REQUEST — Starting at the first of the rows below and ending with the line that contains "[[678, 87]]", present that part as a numbered list and leave out any blank lines.

════════════════════

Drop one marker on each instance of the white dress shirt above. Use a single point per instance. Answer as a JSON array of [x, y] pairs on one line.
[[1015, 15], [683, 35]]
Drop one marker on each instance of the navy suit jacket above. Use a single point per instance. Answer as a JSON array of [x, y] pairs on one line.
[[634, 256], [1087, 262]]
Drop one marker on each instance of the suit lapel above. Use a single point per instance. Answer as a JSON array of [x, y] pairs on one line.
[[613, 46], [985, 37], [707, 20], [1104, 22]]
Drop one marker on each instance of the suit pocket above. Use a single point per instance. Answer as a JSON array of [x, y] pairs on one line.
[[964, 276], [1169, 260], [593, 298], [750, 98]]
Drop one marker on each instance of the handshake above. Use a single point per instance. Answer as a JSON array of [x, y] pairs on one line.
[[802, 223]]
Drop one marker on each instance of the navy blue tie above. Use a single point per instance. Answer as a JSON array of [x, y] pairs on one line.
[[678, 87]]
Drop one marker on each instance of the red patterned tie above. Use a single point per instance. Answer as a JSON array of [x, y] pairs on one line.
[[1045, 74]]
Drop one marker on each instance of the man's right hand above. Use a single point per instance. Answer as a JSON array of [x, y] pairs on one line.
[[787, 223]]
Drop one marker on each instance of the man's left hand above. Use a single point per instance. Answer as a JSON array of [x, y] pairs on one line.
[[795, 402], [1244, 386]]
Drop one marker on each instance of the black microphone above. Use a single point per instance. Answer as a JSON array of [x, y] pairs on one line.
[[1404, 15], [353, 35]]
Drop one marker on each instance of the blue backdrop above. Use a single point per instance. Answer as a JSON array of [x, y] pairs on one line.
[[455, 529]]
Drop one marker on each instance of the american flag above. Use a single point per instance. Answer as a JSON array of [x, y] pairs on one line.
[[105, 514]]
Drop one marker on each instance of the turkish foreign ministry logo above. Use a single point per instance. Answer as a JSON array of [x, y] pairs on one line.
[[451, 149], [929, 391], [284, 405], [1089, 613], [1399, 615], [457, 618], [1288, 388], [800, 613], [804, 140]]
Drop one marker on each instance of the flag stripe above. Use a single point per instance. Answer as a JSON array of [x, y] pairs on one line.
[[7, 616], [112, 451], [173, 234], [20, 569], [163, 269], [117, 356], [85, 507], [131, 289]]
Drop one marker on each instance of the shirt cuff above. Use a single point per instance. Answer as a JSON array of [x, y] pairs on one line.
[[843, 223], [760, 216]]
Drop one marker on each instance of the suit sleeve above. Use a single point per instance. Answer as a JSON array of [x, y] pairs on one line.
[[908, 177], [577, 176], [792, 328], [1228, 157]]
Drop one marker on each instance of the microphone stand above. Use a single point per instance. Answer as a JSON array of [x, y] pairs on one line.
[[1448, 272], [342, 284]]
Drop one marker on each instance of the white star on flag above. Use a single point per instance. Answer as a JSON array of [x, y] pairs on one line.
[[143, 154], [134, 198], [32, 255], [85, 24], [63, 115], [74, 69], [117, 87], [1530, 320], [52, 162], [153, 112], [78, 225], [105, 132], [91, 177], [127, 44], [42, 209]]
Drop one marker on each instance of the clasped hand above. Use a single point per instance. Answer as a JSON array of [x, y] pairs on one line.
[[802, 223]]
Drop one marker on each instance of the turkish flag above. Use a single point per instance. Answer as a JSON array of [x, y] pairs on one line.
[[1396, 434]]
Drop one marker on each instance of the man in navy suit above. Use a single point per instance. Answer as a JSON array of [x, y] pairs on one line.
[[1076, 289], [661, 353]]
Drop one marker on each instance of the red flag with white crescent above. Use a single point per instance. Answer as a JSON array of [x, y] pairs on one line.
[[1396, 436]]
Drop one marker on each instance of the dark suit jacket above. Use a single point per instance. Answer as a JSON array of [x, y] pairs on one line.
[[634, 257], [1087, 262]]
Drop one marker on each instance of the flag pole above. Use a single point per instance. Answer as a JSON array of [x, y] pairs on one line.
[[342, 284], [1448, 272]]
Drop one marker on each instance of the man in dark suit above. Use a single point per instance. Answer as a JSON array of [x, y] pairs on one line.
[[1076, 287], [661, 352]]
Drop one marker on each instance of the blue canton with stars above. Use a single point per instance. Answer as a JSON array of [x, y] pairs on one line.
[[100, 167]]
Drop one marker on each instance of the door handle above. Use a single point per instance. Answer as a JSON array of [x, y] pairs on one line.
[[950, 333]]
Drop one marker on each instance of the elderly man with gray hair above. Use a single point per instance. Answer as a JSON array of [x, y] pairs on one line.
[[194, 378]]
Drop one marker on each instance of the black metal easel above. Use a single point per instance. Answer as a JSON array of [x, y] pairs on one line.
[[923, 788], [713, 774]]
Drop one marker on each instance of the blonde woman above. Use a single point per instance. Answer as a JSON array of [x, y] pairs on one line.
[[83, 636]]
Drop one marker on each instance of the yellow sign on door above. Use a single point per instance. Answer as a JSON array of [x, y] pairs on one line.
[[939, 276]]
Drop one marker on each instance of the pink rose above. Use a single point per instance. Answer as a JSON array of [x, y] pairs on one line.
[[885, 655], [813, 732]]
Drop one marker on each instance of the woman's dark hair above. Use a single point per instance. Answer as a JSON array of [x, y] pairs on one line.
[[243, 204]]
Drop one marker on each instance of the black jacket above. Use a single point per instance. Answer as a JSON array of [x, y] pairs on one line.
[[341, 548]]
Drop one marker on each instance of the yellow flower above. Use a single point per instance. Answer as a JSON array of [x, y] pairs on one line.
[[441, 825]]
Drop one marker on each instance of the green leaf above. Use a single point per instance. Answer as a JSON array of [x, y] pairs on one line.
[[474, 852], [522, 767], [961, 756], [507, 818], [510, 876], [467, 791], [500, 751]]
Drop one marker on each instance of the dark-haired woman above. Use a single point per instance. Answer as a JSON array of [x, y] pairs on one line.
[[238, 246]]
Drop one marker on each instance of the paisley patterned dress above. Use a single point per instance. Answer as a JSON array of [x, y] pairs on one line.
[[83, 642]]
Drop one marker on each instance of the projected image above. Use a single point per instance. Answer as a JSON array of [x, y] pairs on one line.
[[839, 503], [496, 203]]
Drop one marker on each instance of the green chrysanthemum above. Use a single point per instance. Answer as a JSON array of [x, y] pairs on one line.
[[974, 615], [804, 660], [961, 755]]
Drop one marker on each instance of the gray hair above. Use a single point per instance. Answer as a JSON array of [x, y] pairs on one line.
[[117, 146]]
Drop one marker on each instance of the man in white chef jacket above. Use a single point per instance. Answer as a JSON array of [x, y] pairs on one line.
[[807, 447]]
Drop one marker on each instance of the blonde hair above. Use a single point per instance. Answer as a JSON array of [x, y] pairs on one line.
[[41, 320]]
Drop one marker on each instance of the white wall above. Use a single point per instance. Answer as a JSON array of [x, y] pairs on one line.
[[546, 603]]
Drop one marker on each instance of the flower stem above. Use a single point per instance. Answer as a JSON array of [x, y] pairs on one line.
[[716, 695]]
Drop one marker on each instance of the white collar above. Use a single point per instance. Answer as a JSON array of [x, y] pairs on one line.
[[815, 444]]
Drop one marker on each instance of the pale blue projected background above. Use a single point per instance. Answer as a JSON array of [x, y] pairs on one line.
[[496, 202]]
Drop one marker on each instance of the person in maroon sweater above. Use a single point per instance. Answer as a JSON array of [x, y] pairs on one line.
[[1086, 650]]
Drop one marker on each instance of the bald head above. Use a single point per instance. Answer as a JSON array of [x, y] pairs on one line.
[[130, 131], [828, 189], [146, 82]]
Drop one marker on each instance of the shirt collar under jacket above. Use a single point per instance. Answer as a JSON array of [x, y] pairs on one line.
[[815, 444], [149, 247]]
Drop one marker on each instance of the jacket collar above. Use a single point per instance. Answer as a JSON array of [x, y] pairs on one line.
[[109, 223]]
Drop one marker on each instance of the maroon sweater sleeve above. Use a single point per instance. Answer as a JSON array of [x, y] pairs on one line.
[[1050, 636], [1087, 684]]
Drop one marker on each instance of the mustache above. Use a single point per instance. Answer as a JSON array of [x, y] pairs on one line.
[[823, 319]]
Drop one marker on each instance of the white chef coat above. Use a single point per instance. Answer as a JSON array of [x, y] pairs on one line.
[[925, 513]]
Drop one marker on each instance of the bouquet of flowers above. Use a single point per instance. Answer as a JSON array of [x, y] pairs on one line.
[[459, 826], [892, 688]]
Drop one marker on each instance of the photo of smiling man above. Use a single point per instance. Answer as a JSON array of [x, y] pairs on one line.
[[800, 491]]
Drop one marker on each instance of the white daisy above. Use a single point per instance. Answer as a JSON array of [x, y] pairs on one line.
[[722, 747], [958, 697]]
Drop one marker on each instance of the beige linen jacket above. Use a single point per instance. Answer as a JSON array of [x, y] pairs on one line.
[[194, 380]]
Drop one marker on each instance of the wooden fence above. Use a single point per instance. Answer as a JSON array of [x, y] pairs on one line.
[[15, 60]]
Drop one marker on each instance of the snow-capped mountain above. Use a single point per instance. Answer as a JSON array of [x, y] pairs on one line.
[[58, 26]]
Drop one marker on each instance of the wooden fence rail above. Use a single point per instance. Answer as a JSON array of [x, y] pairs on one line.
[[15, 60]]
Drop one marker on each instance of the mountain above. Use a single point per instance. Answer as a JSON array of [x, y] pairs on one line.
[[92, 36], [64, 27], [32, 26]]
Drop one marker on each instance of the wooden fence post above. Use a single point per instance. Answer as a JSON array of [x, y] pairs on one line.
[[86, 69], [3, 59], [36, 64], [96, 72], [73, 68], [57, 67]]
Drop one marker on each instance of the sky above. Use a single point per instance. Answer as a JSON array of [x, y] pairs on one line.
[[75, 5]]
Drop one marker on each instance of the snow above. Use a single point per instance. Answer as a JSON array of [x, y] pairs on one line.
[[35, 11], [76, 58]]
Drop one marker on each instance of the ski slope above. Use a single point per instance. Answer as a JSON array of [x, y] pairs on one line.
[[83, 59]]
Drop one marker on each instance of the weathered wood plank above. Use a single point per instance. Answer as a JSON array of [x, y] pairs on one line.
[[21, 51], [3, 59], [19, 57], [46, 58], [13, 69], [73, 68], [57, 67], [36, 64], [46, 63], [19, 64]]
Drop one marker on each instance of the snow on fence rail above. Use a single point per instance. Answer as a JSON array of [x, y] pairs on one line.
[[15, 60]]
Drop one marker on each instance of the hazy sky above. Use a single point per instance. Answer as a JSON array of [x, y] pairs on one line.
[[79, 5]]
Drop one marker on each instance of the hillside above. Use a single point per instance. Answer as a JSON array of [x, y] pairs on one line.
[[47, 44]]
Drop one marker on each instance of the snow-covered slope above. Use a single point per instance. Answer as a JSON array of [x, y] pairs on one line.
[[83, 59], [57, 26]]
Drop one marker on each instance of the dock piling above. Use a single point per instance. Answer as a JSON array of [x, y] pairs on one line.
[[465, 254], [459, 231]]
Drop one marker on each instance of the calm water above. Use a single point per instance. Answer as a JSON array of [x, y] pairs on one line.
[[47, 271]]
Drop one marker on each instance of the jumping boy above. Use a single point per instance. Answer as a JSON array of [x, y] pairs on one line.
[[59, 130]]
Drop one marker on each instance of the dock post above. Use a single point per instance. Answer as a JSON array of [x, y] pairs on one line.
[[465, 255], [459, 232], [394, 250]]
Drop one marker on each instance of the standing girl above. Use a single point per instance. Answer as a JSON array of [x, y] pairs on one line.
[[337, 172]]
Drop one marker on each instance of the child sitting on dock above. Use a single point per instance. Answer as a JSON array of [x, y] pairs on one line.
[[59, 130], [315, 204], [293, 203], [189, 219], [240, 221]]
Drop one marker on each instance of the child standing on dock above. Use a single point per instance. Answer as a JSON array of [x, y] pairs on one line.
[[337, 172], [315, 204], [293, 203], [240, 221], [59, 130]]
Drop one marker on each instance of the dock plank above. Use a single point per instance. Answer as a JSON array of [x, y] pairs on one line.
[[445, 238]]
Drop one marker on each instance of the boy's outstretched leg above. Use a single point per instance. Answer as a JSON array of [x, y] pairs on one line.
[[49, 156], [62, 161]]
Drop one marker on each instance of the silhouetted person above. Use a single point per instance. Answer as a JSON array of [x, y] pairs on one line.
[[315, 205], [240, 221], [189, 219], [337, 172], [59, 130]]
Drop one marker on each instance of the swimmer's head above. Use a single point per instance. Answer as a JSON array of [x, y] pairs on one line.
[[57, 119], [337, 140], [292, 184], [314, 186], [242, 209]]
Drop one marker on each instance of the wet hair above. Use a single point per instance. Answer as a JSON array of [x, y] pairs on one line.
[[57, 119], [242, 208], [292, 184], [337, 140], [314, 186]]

════════════════════

TASK ANSWER —
1. Drop one marker on each instance of the white dress shirt above. Use a single point per instance. Answer as a JSON array of [x, y] pairs on one line.
2. [[1015, 15], [683, 35]]
3. Drop one marker on each instance of the navy suit jacket above. Use a single point per instance. Answer as a JSON array of [x, y] pairs on one line.
4. [[634, 256], [1087, 262]]
5. Drop one marker on each instance of the suit lapel above. Use a single point per instance. Answer as a JSON array of [x, y] pairs on one line.
6. [[613, 46], [985, 37], [707, 20], [1104, 22]]
7. Drop one marker on each instance of the suit pocket above. Use a single point per instance. Answer as a JSON array of [x, y] pairs on one line.
8. [[964, 276], [1169, 260], [593, 298], [750, 98]]
9. Drop one marker on each instance of the handshake above. Use a single point per instance. Answer as a JSON array of [x, y] pairs on one line.
10. [[802, 223]]
11. Drop one marker on each instance of the navy blue tie above. Use a single point per instance. Answer as a JSON array of [x, y] pairs on one line.
12. [[678, 87]]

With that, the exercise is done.